L’affaire du niqab et l’éthique des vertus

Publié le 04 mars 2010 par Jlaberge
L'entêtement de la jeune égyptienne, expulsée du cours de francisation du cégep Saint-Laurent par le ministère de l’Immigration et des Communautés culturelles, parce qu’elle tenait mordicus à porter son niqad et à ne jamais se dévoiler devant des hommes, à enflammer de nouveau la controverse au sujet des fameux accommodements raisonnables. On croyait à tort que la commission Bouchard-Taylor avait éradiqué le mal, comme la peste au Moyen-âge. Chaque nouveau cas d’accommodement déraisonnable nous replonge dans le même psychodrame, la même perplexité. Les gens attendent de l’État québécois des balises, des consignes clairs ; bref, du prêt-à-penser. Les tenants d’une laïcité stricte, par exemple, appel de leurs vœux une charte sur la laïcité pour extirper toute ambiguïté possible à cet égard. Les «pluralistes» leur répondent qu’il convient d’être tolérant et ouvert, qu’il est vain de se braquer, etc. Gérard Bouchard, par exemple, déclarait que le cas de l’immigrante égyptienne illustre un cas d’accommodement déraisonnable où il y a collision frontale entre le droit à la liberté de conscience et celui de l’égalité homme-femme ; or, la commission qu’il présidait en compagnie de Charles Taylor, proposait de reconnaître la priorité de l’égalité homme-femme, comme valeur québécoise commune, par rapport à la liberté de conscience et de religion. Le problème, c’est que le gouvernement Charest tarde à suivre la recommandation.
Pour ma part, je suis d’avis que, même avec l’imprimatur de l’État, les cas des accommodements raisonnables continueront malgré tout à nous hanter. Pourquoi donc ?

——

**Travail à effectuer**
[A] Reproduisez fidèlement le passage de l'extrait sur l'affaire du niqab, depuis « Pour ma part, je » jusqu'à « Pourquoi donc ? » inclusivement.
[B] Traduisez en anglais la phrase suivante de l'extrait sur l'affaire du niqab : « Chaque nouveau cas d’accommodement déraisonnable nous replonge dans le même psychodrame, la même perplexité. »

**Données disponibles**
——

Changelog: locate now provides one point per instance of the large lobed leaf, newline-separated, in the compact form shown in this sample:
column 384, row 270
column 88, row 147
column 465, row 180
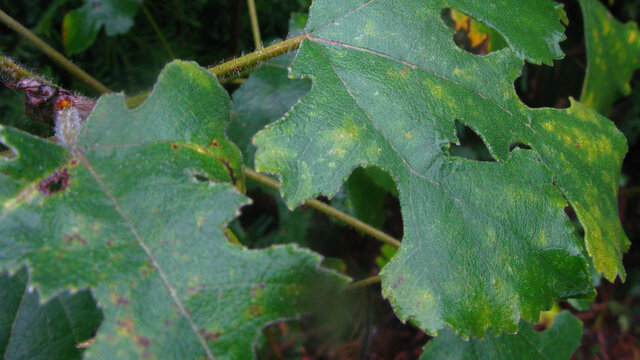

——

**Réponses par consigne**
[A]
Pour ma part, je suis d’avis que, même avec l’imprimatur de l’État, les cas des accommodements raisonnables continueront malgré tout à nous hanter. Pourquoi donc ?

[B] Each new case of unreasonable accommodation plunges us back into the same psychodrama, the same perplexity.